**Short exercise:** Find the line that contains "the shoreline, place". Repeat that line and all lines following it, exactly, through the end of the listing below.

======== Task data

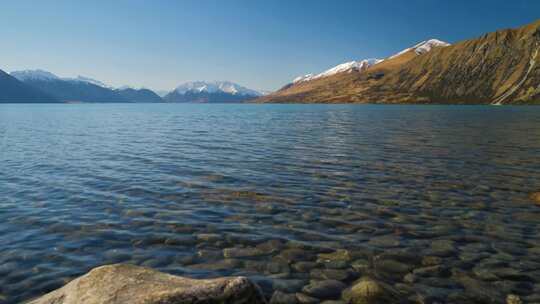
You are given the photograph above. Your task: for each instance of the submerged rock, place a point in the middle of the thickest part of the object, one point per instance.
(369, 291)
(327, 289)
(535, 197)
(122, 283)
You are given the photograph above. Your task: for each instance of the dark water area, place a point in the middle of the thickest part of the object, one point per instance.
(431, 200)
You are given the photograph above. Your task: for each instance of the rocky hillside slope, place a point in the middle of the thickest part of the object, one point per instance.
(497, 68)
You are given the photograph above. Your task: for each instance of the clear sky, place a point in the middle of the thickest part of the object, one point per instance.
(261, 44)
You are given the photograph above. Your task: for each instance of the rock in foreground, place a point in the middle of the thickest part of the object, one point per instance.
(123, 283)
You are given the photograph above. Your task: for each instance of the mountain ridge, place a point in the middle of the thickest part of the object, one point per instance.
(211, 92)
(495, 68)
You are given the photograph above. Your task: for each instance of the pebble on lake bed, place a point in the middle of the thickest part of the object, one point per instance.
(535, 197)
(369, 291)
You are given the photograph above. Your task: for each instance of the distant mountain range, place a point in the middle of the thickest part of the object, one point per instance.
(14, 91)
(43, 86)
(211, 92)
(502, 67)
(497, 68)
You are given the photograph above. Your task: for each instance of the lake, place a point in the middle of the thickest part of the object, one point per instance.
(432, 200)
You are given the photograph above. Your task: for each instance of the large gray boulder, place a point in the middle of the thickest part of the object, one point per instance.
(122, 283)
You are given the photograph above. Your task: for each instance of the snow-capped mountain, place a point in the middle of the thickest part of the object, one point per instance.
(215, 87)
(89, 80)
(423, 47)
(211, 91)
(41, 75)
(29, 75)
(344, 67)
(79, 89)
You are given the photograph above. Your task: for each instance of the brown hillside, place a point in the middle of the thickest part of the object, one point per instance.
(497, 68)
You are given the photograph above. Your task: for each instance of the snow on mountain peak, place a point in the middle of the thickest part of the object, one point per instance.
(41, 75)
(344, 67)
(33, 75)
(215, 87)
(89, 80)
(423, 47)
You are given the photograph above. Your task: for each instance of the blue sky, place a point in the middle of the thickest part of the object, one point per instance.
(261, 44)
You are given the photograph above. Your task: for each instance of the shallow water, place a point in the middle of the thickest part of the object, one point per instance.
(173, 186)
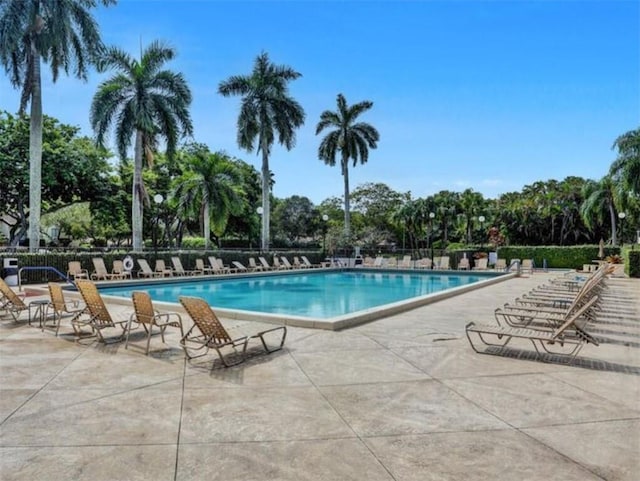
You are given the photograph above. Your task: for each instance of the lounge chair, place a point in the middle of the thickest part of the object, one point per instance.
(527, 266)
(100, 271)
(75, 271)
(146, 316)
(208, 332)
(119, 271)
(10, 301)
(570, 333)
(253, 266)
(218, 266)
(178, 268)
(424, 263)
(307, 263)
(277, 264)
(99, 317)
(162, 270)
(201, 268)
(500, 265)
(286, 263)
(481, 264)
(239, 267)
(445, 263)
(61, 308)
(264, 263)
(145, 269)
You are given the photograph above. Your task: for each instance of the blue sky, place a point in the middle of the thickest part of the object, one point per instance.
(488, 95)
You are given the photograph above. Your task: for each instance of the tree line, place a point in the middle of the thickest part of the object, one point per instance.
(145, 104)
(84, 196)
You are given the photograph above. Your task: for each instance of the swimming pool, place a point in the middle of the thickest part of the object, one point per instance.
(318, 296)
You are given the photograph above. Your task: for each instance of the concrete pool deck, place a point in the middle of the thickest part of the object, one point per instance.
(401, 398)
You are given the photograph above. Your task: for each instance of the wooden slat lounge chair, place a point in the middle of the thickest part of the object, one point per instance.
(566, 340)
(145, 269)
(99, 317)
(61, 308)
(75, 271)
(10, 301)
(146, 316)
(208, 332)
(100, 271)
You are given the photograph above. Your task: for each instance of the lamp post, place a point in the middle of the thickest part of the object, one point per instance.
(260, 211)
(481, 219)
(158, 199)
(325, 218)
(432, 216)
(621, 216)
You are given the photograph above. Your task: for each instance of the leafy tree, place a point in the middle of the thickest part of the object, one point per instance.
(296, 217)
(210, 189)
(73, 169)
(376, 202)
(266, 109)
(143, 100)
(61, 33)
(470, 205)
(352, 139)
(600, 201)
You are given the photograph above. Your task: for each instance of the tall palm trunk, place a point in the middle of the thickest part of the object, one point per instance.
(614, 230)
(35, 153)
(206, 221)
(136, 202)
(265, 197)
(347, 215)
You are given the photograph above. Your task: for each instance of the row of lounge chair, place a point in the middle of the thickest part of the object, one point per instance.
(553, 317)
(214, 266)
(444, 263)
(90, 317)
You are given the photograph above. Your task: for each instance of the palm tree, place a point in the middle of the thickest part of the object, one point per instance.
(266, 109)
(352, 139)
(600, 200)
(627, 165)
(470, 204)
(61, 33)
(209, 189)
(144, 100)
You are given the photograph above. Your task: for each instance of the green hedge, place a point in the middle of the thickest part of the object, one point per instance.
(558, 257)
(60, 260)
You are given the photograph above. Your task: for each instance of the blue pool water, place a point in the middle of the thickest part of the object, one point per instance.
(319, 294)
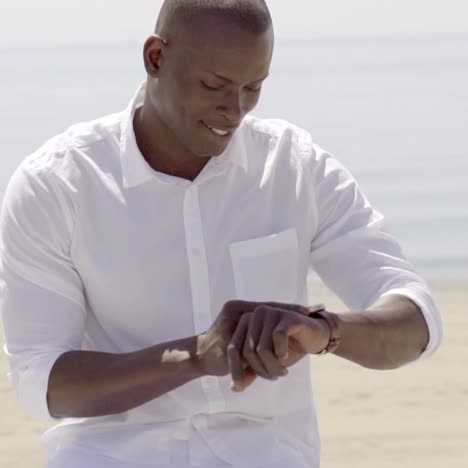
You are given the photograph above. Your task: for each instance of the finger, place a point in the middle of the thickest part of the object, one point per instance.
(266, 350)
(280, 339)
(249, 376)
(234, 350)
(249, 351)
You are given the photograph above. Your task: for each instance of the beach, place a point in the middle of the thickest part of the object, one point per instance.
(410, 417)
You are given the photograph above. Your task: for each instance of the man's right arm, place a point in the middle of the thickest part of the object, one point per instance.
(89, 384)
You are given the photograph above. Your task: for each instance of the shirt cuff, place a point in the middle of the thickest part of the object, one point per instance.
(422, 297)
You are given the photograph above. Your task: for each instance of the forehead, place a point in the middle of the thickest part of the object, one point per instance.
(221, 46)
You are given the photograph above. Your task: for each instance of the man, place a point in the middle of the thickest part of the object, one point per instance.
(154, 266)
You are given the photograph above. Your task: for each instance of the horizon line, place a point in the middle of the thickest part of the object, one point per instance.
(133, 42)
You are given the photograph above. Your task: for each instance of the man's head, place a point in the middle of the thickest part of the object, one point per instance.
(206, 64)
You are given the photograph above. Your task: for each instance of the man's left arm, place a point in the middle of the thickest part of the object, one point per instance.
(393, 317)
(388, 335)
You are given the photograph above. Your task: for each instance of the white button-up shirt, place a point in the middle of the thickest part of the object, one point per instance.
(100, 252)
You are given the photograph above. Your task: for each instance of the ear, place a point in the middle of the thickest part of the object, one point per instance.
(153, 54)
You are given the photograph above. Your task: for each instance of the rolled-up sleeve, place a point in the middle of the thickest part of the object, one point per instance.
(354, 254)
(41, 294)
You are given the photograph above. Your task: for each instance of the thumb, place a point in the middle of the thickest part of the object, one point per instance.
(249, 376)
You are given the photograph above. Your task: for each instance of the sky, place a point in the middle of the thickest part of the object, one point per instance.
(59, 22)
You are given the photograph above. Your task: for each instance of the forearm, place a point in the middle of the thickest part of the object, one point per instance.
(91, 384)
(390, 334)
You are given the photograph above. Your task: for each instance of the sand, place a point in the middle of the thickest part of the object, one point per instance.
(414, 417)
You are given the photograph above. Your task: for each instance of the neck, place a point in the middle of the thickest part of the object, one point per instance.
(160, 147)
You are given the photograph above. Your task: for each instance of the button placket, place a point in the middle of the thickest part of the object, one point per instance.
(199, 278)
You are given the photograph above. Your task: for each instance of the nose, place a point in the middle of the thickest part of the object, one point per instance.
(232, 107)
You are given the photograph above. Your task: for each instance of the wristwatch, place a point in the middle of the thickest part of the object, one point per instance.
(319, 311)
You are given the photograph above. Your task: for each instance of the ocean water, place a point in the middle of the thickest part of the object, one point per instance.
(393, 110)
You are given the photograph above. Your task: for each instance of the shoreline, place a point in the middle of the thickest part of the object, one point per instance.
(410, 417)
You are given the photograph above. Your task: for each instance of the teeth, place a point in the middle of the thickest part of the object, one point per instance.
(219, 132)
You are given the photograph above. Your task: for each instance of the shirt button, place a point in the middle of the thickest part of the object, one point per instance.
(210, 381)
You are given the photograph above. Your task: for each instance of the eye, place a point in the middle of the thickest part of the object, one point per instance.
(210, 88)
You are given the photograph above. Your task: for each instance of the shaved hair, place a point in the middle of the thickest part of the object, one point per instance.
(250, 15)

================

**Complete answer:**
You are given the photograph above. Your task: for each instance of the shoreline, place a point in the middle of the thickest part of the object, one point per instance.
(410, 417)
You are given the photograph above. Your task: for each instance of the teeth, place a point in the middle of the thickest part of the object, one point per instance.
(219, 132)
You are given the photograph above. Your task: for each instance of the shirt button, place a point in the middle of the thickest part of the object, one point per instance.
(210, 381)
You are given the photograph above. Your task: for each instance of the eye, place a point in the middle of the thickest part of the object, one point per instance.
(210, 88)
You are given the photograph above. Your task: for each instance of the shaved hair, place a point in the middle of the thickest part of the object, one point per instance.
(250, 15)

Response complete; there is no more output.